* **Supplied information**
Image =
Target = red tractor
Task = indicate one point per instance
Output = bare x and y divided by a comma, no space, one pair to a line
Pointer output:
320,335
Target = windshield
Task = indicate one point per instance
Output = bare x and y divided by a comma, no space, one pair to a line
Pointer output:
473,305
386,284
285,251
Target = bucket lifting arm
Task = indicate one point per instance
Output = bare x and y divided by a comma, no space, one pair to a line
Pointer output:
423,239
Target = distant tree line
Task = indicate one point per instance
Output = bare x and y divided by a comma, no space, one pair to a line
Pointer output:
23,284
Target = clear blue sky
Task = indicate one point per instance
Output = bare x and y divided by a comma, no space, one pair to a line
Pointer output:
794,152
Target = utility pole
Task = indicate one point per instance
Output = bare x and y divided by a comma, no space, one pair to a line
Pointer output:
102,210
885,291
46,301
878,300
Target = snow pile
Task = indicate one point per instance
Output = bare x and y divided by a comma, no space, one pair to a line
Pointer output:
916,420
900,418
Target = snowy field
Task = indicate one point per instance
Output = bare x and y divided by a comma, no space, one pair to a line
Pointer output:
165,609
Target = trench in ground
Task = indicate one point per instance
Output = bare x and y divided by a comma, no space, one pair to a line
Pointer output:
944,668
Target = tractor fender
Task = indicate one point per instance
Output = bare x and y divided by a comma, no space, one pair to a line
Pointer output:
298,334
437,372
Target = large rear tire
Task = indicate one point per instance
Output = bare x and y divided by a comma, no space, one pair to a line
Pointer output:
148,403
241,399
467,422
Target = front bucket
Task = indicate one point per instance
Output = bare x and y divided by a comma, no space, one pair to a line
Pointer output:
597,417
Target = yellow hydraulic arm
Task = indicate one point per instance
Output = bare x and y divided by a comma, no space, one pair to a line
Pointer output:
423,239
* * *
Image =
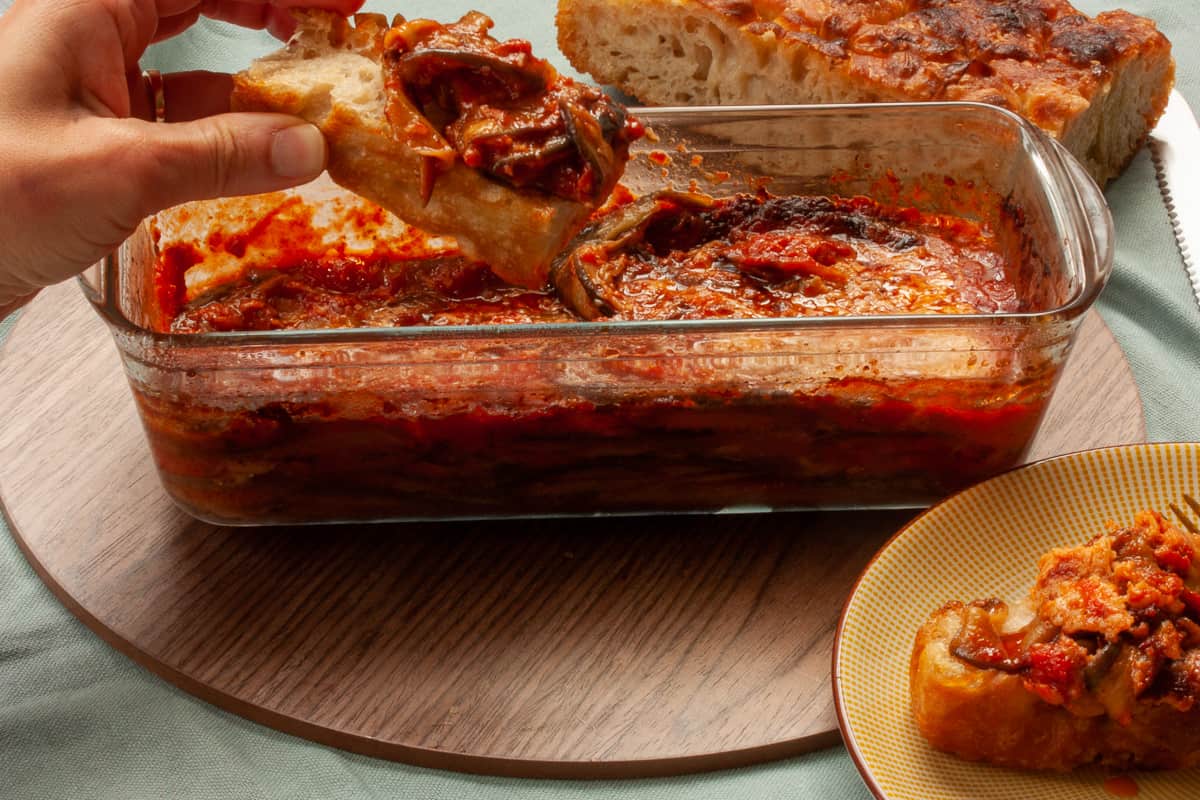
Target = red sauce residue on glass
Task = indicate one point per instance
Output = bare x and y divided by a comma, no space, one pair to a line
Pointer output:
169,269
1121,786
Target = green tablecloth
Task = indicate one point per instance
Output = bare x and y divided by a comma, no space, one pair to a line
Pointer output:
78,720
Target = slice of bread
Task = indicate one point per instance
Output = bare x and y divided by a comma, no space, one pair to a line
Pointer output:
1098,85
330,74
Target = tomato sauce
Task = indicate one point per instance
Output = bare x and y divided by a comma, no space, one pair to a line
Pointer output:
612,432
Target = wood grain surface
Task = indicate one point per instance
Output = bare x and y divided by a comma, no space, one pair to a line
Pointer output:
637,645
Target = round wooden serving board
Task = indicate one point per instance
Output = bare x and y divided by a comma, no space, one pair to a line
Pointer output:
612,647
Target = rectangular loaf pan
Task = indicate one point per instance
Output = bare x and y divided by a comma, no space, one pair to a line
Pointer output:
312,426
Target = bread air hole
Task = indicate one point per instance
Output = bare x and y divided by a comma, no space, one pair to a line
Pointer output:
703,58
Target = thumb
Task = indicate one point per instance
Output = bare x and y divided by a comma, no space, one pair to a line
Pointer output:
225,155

* **Description of the task**
Lines with "tractor": copy every one of them from the listing above.

* **Written solution**
Target = red tractor
Target = tractor fender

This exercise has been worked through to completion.